╭─ Reading passage
- The Washington Times - Friday, July 22, 2011

ANALYSIS/OPINION

The mystic chords of memory hold World War II in a stubborn embrace. The reminders of the war that began here on a bright Sunday morning seven decades ago lie all about this tropical paradise.

Some reminders are more tangible than others. This week, the Navy revealed that a workboat dredging Pearl Harbor had brought up a human skull, probably from one of the Japanese bomber pilots who fell into the harbor with his plane. Twenty-nine Japanese planes were shot down and 55 pilots killed on the day that President Franklin D. Roosevelt called “a date which will live in infamy.”

The Navy’s announcement was followed by a day by an unusual tea ceremony at the memorial that sits astride the remains of the USS Arizona, now a watery tomb whose outline is clearly visible beneath the waves. Political correctness ran amok, as misplaced sentiment will.

The grand tea master of something called the Urasenke School of Tea in Japan brewed up a pot of ceremonial green tea and presented two bowls of it to the ghosts of the 1,177 men whose names are engraved in marble above their ship as “the gallant men here entombed and their shipmates who gave their lives in action on December 7, 1941.”

Genshitsu Sen XV, now 88, was a Japanese airman during World War II, though not at Pearl, and said his tea ceremony was a gesture of respect toward the dead, an attempt to make sure sacrifice was not forgotten, as well as a few words of ritual blah blah about world peace, mutual understanding, reconciliation and all that good stuff. Gov. Neil Abercrombie of Hawaii went all starry-eyed and applied more goo-goo in response.

The governor called the ceremony a nod to both the Japanese culture and the strong mutual respect between the United States and Japan, warm friends and allies since the Japanese surrender on the decks of the USS Missouri in Tokyo Bay nearly four years after Pearl Harbor. The governor thinks the tea pots even hold a lesson for “other people and countries warring with as much enmity and mutual misunderstanding as we once experienced ourselves.” Maybe it does, though to expect such an example to make friends of radical Muslims in the Middle East is to expect a lot from a little tea and sympathy.
╰─
Set down word for word everything in the Pearl Harbor column from "The Navy’s announcement" down to "misplaced sentiment will.". The listing that comes next has no connection to the Pearl Harbor column.
╭─ Supplied information
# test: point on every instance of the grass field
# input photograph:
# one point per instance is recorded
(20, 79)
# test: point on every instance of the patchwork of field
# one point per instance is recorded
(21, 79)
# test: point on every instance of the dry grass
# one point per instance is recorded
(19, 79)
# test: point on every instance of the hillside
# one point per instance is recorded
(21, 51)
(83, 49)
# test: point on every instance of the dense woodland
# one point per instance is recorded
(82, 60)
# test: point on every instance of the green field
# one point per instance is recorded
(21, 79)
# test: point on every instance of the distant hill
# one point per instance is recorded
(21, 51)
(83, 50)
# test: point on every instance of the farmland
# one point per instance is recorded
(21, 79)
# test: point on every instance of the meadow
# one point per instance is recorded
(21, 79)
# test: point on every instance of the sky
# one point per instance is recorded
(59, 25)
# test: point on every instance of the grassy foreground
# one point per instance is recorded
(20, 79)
╰─
- **Reply**:
The Navy’s announcement was followed by a day by an unusual tea ceremony at the memorial that sits astride the remains of the USS Arizona, now a watery tomb whose outline is clearly visible beneath the waves. Political correctness ran amok, as misplaced sentiment will.